● WHAT IS REQUIRED
Rewrite the material below as a numbered list, leaving out any blank lines.

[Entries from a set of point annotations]
— Start —
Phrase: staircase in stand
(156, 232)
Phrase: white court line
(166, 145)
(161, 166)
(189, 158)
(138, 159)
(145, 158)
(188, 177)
— End —
● FULL RESPONSE
1. Phrase: staircase in stand
2. (156, 232)
3. Phrase: white court line
4. (166, 145)
5. (161, 166)
6. (189, 158)
7. (138, 159)
8. (145, 158)
9. (188, 177)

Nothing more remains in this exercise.